== Exercise objective ==
Every line from the line containing "[tag] rough stone texture: a pin per instance" through the final line of the data is to be printed exactly; no other line is to appear.

┌──

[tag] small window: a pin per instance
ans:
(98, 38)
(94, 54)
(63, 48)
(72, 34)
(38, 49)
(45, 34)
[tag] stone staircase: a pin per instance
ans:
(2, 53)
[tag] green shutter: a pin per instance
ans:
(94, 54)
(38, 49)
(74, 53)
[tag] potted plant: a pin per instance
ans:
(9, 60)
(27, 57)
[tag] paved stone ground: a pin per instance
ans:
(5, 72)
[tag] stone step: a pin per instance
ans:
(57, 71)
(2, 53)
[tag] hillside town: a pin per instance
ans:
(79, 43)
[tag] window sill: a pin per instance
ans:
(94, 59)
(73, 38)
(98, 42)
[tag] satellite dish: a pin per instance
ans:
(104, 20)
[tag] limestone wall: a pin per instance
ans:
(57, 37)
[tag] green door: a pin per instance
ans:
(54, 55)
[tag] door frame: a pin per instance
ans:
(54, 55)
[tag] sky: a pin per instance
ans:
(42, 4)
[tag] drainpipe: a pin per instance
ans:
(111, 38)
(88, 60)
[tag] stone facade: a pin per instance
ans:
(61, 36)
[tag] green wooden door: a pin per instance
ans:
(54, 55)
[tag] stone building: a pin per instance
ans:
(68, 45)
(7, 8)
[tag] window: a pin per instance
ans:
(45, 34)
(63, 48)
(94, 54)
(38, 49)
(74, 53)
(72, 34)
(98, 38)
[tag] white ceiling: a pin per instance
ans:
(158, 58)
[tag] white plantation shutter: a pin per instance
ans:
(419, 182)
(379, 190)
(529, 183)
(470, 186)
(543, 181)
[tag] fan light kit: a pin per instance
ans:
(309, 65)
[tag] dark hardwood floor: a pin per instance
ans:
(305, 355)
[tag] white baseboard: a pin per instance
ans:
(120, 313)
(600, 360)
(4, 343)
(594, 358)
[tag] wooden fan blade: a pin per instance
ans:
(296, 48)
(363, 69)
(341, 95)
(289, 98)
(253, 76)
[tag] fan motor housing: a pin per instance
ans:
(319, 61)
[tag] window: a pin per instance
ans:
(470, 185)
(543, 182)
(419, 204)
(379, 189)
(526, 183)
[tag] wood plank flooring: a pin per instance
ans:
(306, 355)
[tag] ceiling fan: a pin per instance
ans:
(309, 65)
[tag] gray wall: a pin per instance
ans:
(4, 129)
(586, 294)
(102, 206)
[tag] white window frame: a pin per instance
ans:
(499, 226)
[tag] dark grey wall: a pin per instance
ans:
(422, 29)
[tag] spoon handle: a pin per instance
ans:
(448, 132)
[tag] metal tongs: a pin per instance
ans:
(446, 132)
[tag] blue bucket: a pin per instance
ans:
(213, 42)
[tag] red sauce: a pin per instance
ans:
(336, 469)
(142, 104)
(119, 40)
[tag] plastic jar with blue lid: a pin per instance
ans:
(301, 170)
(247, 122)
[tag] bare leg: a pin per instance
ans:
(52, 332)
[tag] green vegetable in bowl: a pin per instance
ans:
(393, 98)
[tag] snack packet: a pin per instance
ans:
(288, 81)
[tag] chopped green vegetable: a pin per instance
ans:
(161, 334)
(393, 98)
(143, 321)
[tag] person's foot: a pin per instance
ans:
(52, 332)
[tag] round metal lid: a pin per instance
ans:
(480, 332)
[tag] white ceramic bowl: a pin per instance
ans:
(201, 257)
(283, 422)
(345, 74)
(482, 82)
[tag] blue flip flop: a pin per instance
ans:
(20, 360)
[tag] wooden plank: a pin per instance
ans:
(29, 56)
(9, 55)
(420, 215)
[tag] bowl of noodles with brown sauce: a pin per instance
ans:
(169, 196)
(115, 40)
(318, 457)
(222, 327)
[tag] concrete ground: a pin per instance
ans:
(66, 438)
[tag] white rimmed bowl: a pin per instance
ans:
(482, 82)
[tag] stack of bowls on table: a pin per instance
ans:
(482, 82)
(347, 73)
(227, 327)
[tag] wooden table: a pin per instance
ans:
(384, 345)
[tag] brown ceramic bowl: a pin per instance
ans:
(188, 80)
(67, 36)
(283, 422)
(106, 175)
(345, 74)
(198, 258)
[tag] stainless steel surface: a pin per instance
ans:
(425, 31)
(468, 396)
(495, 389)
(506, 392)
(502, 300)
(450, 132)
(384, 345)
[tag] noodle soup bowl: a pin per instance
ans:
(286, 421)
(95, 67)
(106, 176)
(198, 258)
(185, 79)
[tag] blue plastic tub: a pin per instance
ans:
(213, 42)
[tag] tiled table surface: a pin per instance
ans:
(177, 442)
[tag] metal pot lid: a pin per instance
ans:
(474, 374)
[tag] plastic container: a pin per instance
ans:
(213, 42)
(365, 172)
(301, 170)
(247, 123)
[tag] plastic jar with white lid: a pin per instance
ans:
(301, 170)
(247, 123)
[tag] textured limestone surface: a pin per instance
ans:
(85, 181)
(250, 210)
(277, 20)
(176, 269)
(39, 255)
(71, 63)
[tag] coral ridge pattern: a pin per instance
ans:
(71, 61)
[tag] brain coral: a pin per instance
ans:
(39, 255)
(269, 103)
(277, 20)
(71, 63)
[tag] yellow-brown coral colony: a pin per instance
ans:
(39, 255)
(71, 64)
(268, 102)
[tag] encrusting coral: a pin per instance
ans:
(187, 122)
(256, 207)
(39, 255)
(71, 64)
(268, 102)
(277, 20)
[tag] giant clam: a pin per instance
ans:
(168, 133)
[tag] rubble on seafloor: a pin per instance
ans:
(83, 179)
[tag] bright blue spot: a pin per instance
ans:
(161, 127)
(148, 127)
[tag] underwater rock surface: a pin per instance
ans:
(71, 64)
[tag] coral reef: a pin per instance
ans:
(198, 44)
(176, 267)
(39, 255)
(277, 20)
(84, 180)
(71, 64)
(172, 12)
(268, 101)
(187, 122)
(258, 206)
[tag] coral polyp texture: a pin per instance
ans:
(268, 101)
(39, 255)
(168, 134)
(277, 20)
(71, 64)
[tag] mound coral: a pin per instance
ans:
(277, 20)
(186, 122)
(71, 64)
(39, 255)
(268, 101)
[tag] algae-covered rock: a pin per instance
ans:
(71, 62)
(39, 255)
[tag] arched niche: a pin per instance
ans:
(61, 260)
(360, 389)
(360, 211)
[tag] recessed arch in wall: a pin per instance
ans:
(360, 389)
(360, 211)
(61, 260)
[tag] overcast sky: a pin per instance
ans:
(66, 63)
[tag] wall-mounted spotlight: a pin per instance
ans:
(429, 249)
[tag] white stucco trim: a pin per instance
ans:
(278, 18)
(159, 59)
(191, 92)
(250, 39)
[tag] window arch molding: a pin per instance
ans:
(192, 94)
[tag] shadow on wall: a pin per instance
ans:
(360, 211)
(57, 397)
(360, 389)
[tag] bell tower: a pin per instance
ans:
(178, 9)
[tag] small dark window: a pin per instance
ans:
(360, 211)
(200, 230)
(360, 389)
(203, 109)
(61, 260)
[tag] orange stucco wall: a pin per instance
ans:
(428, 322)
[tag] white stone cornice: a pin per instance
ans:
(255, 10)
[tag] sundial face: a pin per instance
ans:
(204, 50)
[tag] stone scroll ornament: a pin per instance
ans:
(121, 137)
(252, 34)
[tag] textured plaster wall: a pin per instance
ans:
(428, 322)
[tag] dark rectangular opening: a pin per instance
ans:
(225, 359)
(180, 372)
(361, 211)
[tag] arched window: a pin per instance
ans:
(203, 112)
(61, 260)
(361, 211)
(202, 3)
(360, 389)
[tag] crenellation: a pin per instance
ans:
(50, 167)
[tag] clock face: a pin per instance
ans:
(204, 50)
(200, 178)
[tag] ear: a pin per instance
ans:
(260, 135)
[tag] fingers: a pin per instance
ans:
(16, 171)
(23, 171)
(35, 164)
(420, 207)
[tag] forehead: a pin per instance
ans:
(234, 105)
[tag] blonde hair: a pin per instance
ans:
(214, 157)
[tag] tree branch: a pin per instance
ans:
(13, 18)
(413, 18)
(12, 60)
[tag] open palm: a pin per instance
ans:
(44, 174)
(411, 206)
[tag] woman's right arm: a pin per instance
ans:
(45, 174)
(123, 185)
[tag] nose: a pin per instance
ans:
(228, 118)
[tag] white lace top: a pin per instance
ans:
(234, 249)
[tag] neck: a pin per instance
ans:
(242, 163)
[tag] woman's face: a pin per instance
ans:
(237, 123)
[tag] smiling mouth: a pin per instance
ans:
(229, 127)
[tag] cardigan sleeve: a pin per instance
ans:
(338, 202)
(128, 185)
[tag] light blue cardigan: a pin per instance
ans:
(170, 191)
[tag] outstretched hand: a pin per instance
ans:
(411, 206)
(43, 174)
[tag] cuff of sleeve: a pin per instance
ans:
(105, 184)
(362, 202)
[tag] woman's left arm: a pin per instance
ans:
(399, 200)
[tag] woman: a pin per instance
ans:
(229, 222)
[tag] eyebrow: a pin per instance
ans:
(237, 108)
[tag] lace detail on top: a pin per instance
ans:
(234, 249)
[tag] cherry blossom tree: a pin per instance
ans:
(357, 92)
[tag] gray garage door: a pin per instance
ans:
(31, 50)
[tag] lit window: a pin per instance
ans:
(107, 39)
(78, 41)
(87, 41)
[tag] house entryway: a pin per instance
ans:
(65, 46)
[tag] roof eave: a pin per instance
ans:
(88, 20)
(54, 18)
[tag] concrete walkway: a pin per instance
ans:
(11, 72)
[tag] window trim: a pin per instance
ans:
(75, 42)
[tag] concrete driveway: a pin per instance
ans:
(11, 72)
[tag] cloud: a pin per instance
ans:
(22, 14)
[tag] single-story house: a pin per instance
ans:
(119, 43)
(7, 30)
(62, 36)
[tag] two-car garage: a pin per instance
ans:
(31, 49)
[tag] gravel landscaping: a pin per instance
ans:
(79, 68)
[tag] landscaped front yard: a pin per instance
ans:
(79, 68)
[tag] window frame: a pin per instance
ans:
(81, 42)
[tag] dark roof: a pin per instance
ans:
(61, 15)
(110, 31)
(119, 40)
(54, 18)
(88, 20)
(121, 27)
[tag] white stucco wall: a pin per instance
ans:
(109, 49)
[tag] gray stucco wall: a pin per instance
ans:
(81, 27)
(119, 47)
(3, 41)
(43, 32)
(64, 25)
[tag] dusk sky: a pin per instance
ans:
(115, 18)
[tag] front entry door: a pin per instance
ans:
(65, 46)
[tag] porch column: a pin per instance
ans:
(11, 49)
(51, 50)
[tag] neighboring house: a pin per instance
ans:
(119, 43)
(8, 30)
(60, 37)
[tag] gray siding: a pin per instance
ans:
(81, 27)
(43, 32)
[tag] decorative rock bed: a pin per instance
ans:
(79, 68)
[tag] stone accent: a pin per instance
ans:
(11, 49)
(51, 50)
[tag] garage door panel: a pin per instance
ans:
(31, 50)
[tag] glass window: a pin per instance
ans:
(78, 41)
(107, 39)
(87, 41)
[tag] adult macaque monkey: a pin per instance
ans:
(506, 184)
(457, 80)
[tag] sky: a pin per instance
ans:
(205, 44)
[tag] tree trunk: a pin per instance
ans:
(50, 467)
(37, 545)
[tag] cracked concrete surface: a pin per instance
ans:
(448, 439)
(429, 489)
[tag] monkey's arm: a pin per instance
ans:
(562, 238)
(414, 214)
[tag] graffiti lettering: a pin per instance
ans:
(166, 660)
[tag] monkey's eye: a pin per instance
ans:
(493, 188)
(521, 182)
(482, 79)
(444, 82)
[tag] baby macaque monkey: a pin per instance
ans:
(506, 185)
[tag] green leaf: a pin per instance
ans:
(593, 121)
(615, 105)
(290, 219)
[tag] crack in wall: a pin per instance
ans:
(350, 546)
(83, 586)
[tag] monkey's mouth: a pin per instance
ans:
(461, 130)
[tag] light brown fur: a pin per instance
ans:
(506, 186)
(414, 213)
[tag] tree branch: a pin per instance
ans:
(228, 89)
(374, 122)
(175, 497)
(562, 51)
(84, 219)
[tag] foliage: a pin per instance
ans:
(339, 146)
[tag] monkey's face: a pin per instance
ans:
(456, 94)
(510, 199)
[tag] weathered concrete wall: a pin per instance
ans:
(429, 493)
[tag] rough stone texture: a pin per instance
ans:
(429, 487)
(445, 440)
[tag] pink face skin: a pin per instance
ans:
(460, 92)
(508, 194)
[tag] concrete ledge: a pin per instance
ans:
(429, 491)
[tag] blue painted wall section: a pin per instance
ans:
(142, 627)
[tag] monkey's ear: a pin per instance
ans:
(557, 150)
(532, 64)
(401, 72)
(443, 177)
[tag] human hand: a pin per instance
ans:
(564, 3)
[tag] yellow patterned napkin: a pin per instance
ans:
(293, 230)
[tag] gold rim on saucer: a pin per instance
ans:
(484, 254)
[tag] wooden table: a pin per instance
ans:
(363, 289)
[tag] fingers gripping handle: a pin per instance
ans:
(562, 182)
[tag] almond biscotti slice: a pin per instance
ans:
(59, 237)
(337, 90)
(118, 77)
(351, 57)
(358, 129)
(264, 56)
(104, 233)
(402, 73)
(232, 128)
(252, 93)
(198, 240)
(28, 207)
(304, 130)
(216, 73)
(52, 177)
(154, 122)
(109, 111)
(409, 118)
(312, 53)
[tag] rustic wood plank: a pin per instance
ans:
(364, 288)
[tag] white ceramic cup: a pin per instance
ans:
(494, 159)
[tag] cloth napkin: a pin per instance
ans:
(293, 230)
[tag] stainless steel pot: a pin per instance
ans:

└──

== Finished exercise ==
[tag] rough stone texture: a pin per instance
ans:
(429, 487)
(445, 440)
[tag] pink face skin: a pin per instance
ans:
(460, 92)
(508, 194)
[tag] concrete ledge: a pin per instance
ans:
(429, 491)
[tag] blue painted wall section: a pin per instance
ans:
(142, 627)
[tag] monkey's ear: a pin per instance
ans:
(557, 150)
(532, 64)
(401, 72)
(443, 177)
[tag] human hand: a pin per instance
ans:
(564, 3)
[tag] yellow patterned napkin: a pin per instance
ans:
(293, 230)
[tag] gold rim on saucer: a pin per instance
ans:
(484, 254)
[tag] wooden table: a pin per instance
ans:
(363, 289)
[tag] fingers gripping handle: a pin per instance
ans:
(562, 182)
[tag] almond biscotti slice: a pin per instance
ans:
(59, 237)
(337, 90)
(118, 77)
(351, 57)
(358, 129)
(264, 56)
(104, 233)
(402, 73)
(232, 128)
(252, 93)
(198, 240)
(28, 207)
(304, 130)
(216, 73)
(52, 177)
(154, 122)
(109, 111)
(409, 118)
(312, 53)
[tag] rustic wood plank: a pin per instance
ans:
(364, 288)
[tag] white ceramic cup: a pin per instance
ans:
(494, 159)
[tag] cloth napkin: a pin per instance
ans:
(293, 230)
[tag] stainless steel pot: a pin per instance
ans:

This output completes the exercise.